Referring expression pointing data:
--- START ---

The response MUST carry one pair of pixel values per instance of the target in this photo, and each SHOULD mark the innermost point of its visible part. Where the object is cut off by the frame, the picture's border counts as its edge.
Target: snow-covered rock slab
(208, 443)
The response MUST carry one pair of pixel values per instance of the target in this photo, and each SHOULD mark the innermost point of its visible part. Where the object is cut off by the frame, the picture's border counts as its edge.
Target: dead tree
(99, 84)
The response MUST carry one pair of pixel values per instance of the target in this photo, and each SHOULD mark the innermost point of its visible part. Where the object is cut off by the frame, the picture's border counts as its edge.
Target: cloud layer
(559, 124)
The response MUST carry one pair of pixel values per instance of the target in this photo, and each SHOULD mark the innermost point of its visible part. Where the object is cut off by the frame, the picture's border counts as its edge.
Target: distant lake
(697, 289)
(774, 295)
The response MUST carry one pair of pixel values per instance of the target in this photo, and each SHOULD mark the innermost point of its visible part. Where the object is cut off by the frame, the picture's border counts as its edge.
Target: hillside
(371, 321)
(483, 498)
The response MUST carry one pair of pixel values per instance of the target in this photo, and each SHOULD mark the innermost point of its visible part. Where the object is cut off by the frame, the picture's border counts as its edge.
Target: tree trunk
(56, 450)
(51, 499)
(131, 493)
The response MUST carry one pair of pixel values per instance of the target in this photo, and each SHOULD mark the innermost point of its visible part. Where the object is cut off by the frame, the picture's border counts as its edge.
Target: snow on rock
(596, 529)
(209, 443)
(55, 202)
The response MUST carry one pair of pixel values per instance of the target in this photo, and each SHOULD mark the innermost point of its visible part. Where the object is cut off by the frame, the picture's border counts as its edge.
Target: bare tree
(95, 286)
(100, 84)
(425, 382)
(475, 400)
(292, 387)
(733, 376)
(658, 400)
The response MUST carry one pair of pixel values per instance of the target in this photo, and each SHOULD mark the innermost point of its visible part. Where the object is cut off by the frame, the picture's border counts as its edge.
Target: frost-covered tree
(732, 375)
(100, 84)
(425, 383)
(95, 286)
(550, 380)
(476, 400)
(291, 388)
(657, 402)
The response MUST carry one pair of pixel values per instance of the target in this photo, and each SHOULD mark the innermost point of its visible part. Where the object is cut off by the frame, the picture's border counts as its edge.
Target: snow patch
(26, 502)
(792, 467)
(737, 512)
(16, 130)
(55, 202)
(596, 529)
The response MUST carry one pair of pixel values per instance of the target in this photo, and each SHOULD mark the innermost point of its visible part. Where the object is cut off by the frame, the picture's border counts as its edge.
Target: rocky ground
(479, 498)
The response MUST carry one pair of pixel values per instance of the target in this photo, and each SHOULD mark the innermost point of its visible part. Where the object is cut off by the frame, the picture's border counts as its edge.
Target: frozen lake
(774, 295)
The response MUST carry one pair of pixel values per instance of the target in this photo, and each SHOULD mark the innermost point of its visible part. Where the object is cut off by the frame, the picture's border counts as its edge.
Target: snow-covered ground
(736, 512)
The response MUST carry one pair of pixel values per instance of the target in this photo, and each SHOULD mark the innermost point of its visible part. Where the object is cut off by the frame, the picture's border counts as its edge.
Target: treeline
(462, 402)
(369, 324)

--- END ---

## To do
After the last line of the data, restate all the entries verbatim.

## Solution for this exercise
The response MUST carry one pair of pixel values per instance of the target in this photo, and each SHOULD mark the innermost point of its visible part. Where the object is cut off by the frame, the picture's border counts as its edge.
Target: snow-covered rock slab
(208, 443)
The response MUST carry one pair of pixel values per instance of the target in this photo, and each SHOULD mark the innermost point of its visible part. Where the object is cut off by the frame, the picture's border counts as its edge.
Target: dead tree
(99, 84)
The response MUST carry one pair of pixel values per instance of the target in this photo, and each SHOULD mark the innermost point of its visible part. Where the object is cut off by the frame, the picture's border counts as its edge.
Target: cloud layer
(559, 124)
The response MUST carry one pair of pixel values per instance of the target in this photo, and each SHOULD mark the innermost point of its visible part. Where the object is cut off by the frame, the picture's border counts as its edge.
Target: distant lake
(697, 289)
(774, 295)
The response MUST carry one pair of pixel values per instance of the target in this photo, and each SHOULD mark the innermost point of its visible part. Where the object is cut off by the frame, the picture's border counts as its edge.
Target: hillside
(371, 321)
(483, 498)
The response MUST carry one pair of pixel values per instance of the target in this photo, and each SHOULD mark the innermost point of its visible part. Where the object is cut off by the frame, the picture's border counts as its edge.
Target: tree trunk
(56, 450)
(51, 499)
(131, 493)
The response MUST carry one pair of pixel values per instance of the target in this photo, and each SHOULD mark the innermost point of its visible part. Where the object is cut off by the frame, the picture's border counts as its edge.
Target: snow on rock
(596, 529)
(209, 443)
(55, 202)
The response MUST carry one pair of pixel values per instance of the target in this photo, and each SHOULD mark the innermost point of its visible part. Where the object is cut off by the frame, the picture's border counts as its edge.
Target: bare tree
(95, 286)
(100, 84)
(425, 382)
(475, 400)
(292, 387)
(733, 376)
(658, 400)
The response MUST carry one pair of pixel values per instance of the target in this photo, and each SHOULD mark the innermost point of its visible part. Where the object is cut off by the frame, the picture's border counts as its edge.
Target: frost-covered tree
(732, 375)
(100, 84)
(425, 383)
(95, 286)
(550, 380)
(476, 400)
(291, 388)
(657, 402)
The response MUST carry one pair of pixel values per instance of the target in this photo, and each SHOULD mark the innermost point of its visible part. Where the object is cut off by the frame, the picture's border counts as its edge.
Target: snow patch
(26, 502)
(792, 467)
(737, 512)
(16, 130)
(55, 202)
(596, 529)
The response MUST carry one pair of pixel values per instance of the target in this photo, and each SHOULD mark the innermost point of its visible part. Where the object is cut off by the frame, the picture's border counts as its edge.
Target: rocky ground
(479, 498)
The response MUST carry one pair of pixel values per instance of the target in this photo, and each SHOULD mark the innermost point of its visible part. Where the object is cut off by the frame, the picture's border counts as its edge.
Target: frozen lake
(774, 295)
The response MUST carry one pair of pixel values per instance of the target in this photo, and each SHOULD mark the innermost point of its visible part. Where the object is cut off by the frame, the picture's border counts as its edge.
Target: snow-covered ground
(736, 512)
The response MUST carry one pair of pixel values per instance of the target in this photo, and each SHOULD mark the innermost point of its visible part. Where the object is cut off by the frame, the picture's border counts as its edge.
Target: treeline
(462, 402)
(369, 324)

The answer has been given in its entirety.